━━ Records shown

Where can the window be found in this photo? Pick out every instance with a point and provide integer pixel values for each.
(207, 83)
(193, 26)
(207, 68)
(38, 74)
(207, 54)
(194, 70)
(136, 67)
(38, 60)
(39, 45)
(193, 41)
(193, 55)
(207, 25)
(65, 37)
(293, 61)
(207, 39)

━━━━

[Exercise directions]: Rewrite the records above with "window" changed to "door", keeping everything else the same.

[Result of the exercise]:
Where can the door be found in this photo? Pick out every instance with a point and provide integer pixel values for each.
(207, 83)
(193, 26)
(207, 68)
(38, 74)
(207, 54)
(194, 70)
(136, 67)
(38, 60)
(39, 45)
(193, 41)
(193, 55)
(207, 25)
(65, 37)
(293, 61)
(207, 39)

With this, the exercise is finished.